*PROBLEM DESCRIPTION*
Copy out every line holding the string "jacket" from the records below.

Image point grounding data

#####

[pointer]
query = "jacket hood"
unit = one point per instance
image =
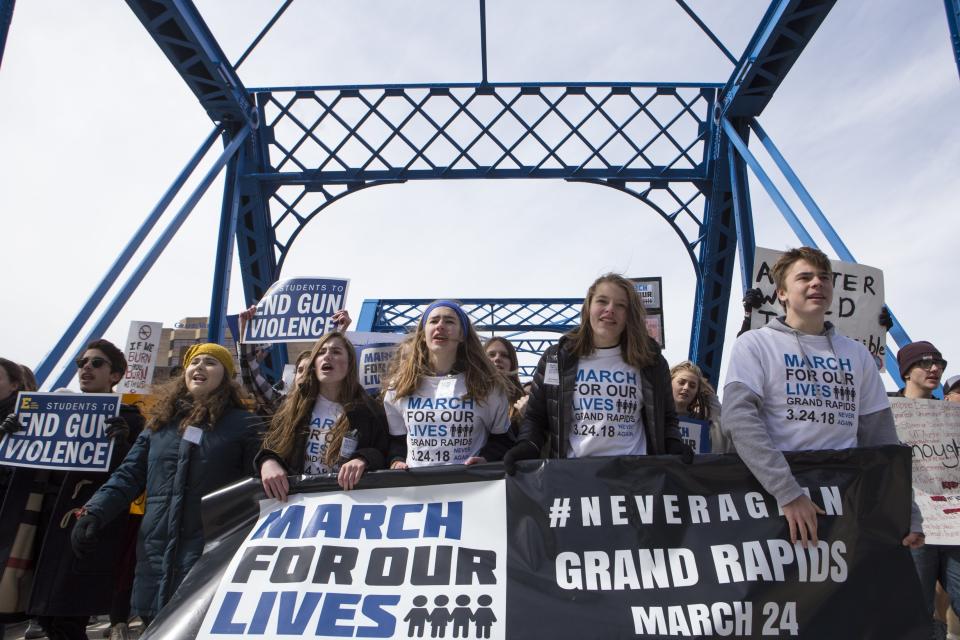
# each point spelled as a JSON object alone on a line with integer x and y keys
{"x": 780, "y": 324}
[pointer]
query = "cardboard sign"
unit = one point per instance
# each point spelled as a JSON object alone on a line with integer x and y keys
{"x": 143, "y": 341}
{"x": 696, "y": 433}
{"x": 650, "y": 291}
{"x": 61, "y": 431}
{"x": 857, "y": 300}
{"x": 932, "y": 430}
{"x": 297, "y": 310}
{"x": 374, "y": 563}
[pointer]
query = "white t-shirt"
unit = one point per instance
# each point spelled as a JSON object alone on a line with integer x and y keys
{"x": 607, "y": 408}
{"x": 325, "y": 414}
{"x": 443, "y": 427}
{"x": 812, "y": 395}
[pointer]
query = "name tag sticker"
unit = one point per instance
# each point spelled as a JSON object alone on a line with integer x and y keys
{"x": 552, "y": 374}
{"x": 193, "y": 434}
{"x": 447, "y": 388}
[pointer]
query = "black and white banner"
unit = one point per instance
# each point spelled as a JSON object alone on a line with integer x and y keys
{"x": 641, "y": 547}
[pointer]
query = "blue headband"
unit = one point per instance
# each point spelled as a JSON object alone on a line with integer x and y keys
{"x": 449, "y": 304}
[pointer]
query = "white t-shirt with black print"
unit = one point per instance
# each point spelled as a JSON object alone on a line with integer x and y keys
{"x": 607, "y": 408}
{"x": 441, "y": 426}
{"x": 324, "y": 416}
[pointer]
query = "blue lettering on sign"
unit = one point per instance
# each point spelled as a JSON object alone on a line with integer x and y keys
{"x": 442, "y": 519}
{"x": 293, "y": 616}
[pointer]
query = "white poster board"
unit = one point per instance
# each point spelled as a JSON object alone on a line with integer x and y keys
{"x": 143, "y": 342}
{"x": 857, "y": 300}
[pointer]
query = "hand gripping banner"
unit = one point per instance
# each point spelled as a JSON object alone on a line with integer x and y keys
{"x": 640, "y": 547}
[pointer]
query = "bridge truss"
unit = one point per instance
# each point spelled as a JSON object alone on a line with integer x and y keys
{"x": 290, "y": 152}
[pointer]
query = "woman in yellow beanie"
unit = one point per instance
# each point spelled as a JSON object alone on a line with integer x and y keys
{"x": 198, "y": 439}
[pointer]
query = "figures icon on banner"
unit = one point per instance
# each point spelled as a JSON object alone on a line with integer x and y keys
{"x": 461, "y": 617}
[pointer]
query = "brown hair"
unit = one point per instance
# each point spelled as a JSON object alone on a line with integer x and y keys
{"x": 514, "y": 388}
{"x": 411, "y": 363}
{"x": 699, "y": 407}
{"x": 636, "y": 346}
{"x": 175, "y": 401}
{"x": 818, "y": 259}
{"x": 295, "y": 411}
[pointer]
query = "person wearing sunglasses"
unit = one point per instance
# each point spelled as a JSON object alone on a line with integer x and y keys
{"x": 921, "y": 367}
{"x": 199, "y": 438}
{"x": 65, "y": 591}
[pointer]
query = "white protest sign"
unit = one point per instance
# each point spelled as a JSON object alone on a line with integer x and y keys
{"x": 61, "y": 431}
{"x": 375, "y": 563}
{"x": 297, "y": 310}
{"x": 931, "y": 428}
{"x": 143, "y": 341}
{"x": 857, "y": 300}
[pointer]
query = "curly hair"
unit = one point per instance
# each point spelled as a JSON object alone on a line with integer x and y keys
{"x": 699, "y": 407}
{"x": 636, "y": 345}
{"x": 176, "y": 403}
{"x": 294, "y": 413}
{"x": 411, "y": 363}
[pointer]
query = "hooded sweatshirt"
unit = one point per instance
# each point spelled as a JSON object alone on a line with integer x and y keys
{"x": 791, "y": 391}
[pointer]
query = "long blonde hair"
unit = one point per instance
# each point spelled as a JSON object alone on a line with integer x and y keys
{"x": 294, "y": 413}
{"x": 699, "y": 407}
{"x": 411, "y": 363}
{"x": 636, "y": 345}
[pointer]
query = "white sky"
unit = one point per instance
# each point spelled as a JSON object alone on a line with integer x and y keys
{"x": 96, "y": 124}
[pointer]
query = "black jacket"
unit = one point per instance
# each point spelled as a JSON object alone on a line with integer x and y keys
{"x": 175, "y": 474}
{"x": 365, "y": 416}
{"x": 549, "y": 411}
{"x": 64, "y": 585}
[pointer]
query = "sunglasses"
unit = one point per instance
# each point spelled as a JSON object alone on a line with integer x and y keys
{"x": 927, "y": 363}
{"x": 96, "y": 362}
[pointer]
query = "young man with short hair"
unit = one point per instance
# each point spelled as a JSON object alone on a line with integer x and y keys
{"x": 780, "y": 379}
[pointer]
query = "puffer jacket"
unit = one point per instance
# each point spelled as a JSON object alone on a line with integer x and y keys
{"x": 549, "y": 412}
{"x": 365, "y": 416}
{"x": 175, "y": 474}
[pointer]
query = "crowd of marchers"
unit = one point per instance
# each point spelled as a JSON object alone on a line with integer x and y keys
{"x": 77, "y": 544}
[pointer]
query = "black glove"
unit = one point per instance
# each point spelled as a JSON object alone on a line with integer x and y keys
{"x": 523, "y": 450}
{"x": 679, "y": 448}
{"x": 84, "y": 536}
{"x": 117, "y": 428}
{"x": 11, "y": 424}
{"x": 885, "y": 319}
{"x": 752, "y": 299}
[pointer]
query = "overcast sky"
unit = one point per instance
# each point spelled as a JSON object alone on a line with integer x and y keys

#####

*RESULT*
query = "jacket hood"
query = "black jacket"
query = "puffer jacket"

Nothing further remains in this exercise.